Textausschnitt
--- --- ---
Frage an die HR-Werkstatt: „Wie kann Coaching dabei unterstützen, dass mit dem Strukturwandel verbundene Anforderungen nicht nur formuliert, sondern auch umgesetzt werden?“
Es antworten: Paul Fortmeier und Dr. Ronny Jahn, Deutsche Gesellschaft für Supervision und Coaching e. V. (DGSv)
Ob gewollt oder nicht gewollt, im Zuge neuer Modelle der Zusammenarbeit sind Organisationen regelmäßig herausgefordert, etablierte Leitbilder, Strukturen und Prozesse zu überprüfen. In fast allen Branchen ist die digitale Transformation ein Thema. Der Ruf nach Kulturwandel, Agilität und New Work bewegt Unternehmen und Personalmanager. Nicht selten werden in Unternehmen Strukturen eingeführt, die versprechen, Verantwortungsübernahme, Entscheidungsfreude und Kreativität zu fördern. Pointiert lautet das Ziel dann: Erhöhung von Flexibilität, Schnelligkeit und Kundenorientierung durch flache Hierarchie, selbststeuernde Teams und Beendigung von „Silodenken“. Viele Unternehmen bekennen sich gern und ohne Weiteres zu dieser Idee und zu „erfrischenden“ Prozessdefinitionen, zu Modernisierung und Wandel. Ebenso wenig haben insbesondere Führungskräfte Schwierigkeiten, die mit dem Strukturwandel verbundenen Anforderungen an ihr Handeln in Worte zu fassen: zuhören statt ansagen, ermöglichen statt entscheiden, übersetzen statt durchsetzen, moderieren statt eskalieren, vertrauen statt misstrauen, kurz: dienen statt bedienen lassen. Allein die Umsetzung fällt so schwer.
--- --- ---
Aufgabenstellung A
Zähle, in wie vielen Zeilen der Einträge unten das Wort „distant“ vorkommt, und nenne nur die Zahl.

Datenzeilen
--- --- ---
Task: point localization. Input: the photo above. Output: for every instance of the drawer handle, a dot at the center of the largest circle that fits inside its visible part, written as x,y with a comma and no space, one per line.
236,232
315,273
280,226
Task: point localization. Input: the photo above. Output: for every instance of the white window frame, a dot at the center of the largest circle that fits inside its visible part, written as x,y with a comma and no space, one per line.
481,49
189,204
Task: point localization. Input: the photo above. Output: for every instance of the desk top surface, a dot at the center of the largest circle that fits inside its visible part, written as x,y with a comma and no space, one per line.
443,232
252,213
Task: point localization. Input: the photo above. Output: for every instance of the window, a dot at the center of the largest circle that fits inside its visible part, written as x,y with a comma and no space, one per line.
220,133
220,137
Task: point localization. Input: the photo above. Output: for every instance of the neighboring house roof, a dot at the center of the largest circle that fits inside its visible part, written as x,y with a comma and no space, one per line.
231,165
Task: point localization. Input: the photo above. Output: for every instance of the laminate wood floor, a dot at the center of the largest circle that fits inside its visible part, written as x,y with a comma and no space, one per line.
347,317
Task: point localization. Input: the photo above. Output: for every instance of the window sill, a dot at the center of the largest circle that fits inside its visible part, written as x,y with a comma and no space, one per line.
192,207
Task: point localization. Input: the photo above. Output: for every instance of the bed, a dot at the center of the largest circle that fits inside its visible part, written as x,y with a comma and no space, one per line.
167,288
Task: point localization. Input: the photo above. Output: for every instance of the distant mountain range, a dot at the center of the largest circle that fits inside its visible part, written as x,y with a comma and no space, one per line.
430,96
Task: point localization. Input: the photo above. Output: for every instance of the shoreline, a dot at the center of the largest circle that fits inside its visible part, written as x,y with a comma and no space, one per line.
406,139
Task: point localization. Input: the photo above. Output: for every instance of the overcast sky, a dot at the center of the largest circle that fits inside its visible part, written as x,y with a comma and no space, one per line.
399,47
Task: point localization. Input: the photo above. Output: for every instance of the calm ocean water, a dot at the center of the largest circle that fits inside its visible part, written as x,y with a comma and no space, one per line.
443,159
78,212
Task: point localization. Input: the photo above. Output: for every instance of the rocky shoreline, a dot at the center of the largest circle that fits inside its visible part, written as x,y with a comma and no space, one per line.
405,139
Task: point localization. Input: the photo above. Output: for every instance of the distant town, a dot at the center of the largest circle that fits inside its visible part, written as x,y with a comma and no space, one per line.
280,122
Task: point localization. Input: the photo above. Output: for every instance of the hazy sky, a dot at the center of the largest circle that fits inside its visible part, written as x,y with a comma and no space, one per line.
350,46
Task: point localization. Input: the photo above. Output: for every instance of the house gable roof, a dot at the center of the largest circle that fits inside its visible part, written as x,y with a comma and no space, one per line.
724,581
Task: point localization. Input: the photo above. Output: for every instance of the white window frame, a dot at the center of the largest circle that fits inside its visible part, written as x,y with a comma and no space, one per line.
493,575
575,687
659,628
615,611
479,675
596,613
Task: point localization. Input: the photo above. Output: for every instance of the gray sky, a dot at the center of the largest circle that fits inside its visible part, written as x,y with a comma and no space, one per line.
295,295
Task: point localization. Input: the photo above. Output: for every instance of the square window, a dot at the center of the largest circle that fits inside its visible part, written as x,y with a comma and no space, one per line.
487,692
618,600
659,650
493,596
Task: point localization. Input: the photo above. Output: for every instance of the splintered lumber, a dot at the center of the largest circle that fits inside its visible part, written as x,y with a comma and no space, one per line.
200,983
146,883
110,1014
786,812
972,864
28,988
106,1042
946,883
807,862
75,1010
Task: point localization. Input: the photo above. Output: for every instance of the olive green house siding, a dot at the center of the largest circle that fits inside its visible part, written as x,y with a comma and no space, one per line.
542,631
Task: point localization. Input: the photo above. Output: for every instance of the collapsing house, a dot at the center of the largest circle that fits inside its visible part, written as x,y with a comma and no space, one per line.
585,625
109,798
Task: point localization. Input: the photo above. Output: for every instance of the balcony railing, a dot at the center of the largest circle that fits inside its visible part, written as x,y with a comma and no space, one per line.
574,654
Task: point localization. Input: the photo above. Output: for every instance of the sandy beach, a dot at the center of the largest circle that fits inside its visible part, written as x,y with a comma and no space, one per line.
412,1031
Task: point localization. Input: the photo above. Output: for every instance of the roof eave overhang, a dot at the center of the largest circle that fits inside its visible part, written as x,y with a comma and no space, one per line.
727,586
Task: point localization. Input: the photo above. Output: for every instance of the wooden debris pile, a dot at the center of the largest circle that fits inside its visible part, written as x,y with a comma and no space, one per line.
--- --- ---
Aufgabenstellung B
Fasse den Textausschnitt über Coaching im Strukturwandel in zwei Sätzen zusammen.

Antwort A
2

Antwort B
Im Zuge neuer Modelle der Zusammenarbeit müssen Organisationen regelmäßig ihre Leitbilder, Strukturen und Prozesse überprüfen, und viele Unternehmen bekennen sich bereitwillig zu Modernisierung und Wandel. Führungskräften fällt es nicht schwer, die damit verbundenen Anforderungen an ihr Handeln in Worte zu fassen, doch die Umsetzung fällt schwer.